Activity: The answer is the line containing "the telescope tube" plus every line after it to the end of the material, retyped exactly and without the pictures.

Data shown:
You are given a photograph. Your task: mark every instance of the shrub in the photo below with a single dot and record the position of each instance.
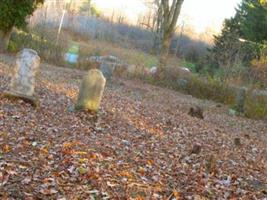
(256, 105)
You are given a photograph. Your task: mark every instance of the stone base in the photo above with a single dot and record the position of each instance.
(34, 101)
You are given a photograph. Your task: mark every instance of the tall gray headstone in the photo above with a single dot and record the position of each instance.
(24, 76)
(240, 99)
(91, 91)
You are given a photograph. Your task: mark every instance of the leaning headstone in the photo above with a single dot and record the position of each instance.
(182, 83)
(107, 70)
(23, 80)
(91, 91)
(197, 112)
(240, 100)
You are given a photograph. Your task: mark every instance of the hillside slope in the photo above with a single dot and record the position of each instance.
(142, 145)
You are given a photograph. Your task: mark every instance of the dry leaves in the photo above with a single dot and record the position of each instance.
(137, 148)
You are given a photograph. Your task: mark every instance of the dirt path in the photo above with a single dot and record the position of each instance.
(142, 146)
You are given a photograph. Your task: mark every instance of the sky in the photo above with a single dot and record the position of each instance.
(201, 14)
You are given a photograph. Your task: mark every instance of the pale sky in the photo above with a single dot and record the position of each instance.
(201, 14)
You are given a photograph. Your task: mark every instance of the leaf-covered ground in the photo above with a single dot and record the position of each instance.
(142, 145)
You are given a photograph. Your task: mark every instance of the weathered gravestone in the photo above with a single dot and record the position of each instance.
(91, 91)
(23, 80)
(107, 70)
(240, 99)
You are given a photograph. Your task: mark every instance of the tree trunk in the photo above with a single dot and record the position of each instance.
(166, 41)
(4, 40)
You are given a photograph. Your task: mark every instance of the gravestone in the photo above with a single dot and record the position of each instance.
(182, 83)
(107, 70)
(23, 80)
(240, 99)
(91, 91)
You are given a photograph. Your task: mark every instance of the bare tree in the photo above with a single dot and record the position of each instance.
(166, 17)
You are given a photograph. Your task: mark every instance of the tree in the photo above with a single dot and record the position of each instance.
(241, 37)
(252, 18)
(13, 14)
(166, 19)
(89, 9)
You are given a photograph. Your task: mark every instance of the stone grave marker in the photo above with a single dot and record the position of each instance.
(91, 91)
(23, 79)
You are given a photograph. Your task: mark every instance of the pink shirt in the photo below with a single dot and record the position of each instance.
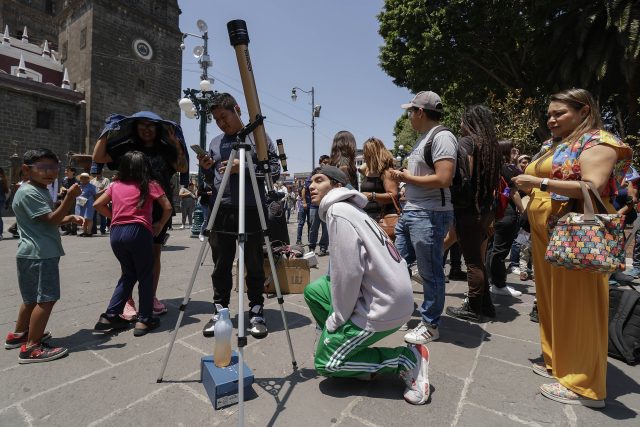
(124, 198)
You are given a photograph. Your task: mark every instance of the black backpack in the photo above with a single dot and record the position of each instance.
(624, 325)
(461, 186)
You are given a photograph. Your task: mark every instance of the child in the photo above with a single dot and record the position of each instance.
(369, 296)
(84, 203)
(132, 233)
(38, 256)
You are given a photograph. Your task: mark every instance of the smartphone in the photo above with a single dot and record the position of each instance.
(199, 151)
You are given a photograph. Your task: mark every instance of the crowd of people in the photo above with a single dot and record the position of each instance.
(470, 195)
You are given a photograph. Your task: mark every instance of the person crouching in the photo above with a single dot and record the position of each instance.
(367, 296)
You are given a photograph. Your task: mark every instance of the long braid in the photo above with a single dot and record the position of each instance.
(479, 123)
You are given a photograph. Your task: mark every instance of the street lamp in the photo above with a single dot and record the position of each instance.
(315, 112)
(196, 104)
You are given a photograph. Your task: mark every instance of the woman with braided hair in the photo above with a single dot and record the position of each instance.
(480, 143)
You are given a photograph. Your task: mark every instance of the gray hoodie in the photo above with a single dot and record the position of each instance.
(370, 283)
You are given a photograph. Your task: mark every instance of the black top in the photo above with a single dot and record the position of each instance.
(374, 184)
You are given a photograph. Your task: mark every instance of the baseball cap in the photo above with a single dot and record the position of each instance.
(426, 100)
(334, 173)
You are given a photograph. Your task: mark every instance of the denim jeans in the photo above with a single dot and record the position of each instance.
(420, 237)
(315, 227)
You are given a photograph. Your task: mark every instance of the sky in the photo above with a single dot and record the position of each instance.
(330, 45)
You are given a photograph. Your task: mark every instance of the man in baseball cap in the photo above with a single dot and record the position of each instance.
(428, 212)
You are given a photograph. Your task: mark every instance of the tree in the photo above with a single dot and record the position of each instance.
(465, 50)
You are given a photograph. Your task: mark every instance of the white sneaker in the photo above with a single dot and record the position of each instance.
(422, 334)
(507, 290)
(417, 379)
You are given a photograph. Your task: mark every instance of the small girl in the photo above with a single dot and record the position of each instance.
(132, 234)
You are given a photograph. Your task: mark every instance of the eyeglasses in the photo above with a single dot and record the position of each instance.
(45, 166)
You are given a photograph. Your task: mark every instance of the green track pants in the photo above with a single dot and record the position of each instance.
(346, 352)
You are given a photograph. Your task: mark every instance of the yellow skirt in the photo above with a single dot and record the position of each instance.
(573, 309)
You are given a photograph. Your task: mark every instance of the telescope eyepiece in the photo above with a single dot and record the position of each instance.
(238, 33)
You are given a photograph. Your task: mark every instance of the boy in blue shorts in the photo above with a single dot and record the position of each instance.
(39, 252)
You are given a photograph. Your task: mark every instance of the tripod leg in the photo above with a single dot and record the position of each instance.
(199, 261)
(267, 243)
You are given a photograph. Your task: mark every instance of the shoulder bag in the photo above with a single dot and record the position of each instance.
(588, 241)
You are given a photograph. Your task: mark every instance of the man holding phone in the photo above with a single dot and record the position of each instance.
(222, 239)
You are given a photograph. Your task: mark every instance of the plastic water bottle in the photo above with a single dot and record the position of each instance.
(222, 342)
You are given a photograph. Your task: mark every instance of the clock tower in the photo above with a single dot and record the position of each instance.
(124, 55)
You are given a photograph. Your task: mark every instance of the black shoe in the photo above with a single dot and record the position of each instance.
(108, 323)
(458, 275)
(150, 325)
(534, 313)
(466, 312)
(258, 328)
(208, 331)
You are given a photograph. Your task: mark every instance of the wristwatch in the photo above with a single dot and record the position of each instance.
(544, 184)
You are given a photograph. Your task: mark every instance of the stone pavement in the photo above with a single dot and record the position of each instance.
(480, 374)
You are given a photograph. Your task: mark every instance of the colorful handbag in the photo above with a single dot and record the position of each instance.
(388, 222)
(588, 241)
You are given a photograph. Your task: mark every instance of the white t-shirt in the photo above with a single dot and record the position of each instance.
(444, 146)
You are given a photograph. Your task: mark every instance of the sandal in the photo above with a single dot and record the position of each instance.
(540, 369)
(559, 393)
(150, 325)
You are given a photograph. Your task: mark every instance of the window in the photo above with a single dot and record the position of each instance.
(43, 119)
(83, 38)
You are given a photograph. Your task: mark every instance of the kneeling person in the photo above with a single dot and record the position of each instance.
(368, 297)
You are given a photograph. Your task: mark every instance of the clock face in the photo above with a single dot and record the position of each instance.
(142, 49)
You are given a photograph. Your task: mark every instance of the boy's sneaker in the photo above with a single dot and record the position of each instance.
(258, 328)
(422, 334)
(207, 331)
(158, 307)
(108, 323)
(129, 313)
(14, 340)
(417, 379)
(40, 352)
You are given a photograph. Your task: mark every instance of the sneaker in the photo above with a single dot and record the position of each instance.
(422, 334)
(129, 313)
(458, 275)
(258, 327)
(533, 316)
(540, 369)
(507, 290)
(14, 340)
(207, 331)
(417, 379)
(465, 312)
(40, 352)
(143, 327)
(158, 307)
(559, 393)
(108, 323)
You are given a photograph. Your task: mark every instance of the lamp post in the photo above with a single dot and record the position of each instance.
(315, 112)
(196, 105)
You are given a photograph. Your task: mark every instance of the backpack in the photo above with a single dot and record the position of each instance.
(624, 325)
(502, 198)
(461, 187)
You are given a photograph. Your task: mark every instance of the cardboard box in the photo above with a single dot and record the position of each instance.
(221, 384)
(293, 276)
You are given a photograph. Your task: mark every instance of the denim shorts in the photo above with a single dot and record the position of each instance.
(38, 279)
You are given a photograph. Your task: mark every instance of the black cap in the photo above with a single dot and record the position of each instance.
(334, 173)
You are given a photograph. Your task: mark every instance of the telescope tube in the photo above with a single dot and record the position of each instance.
(239, 38)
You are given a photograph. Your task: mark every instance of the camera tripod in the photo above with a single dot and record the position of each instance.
(242, 151)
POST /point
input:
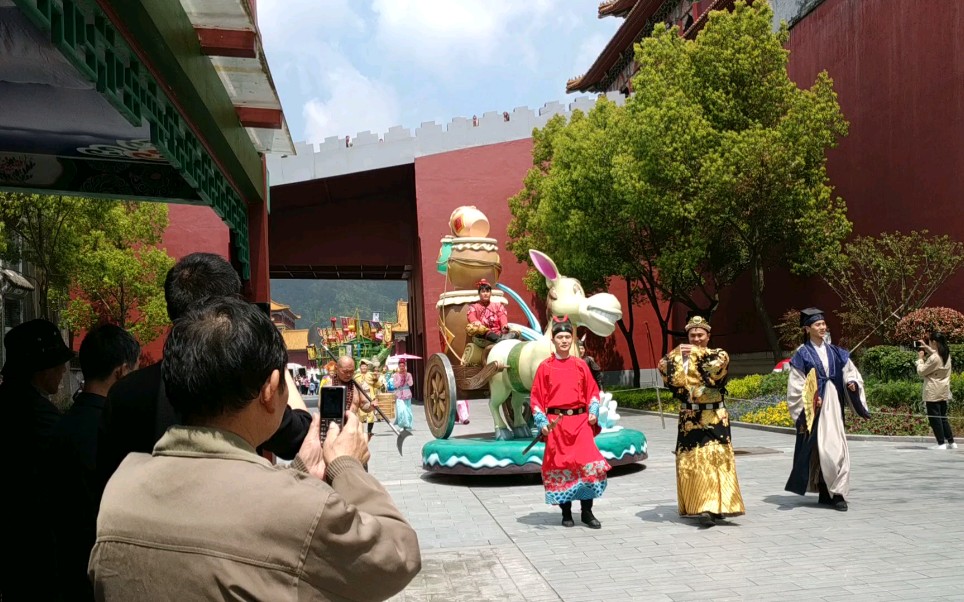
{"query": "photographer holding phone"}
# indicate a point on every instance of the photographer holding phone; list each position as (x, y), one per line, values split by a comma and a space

Final answer:
You are given a photograph. Your task: mark every instance of the telescope tube in the photo above with a single dot and record the position of each instance.
(239, 38)
You are given a photograph. Your task: mark every instance of the camera tripod in the photo above with a single dot and record the position of each instance.
(242, 151)
POST /point
input:
{"query": "photographer holding phone"}
# indicate a point on every instance of the photographer holding phone; list each position as (x, y), one per line, values split by a comma and a space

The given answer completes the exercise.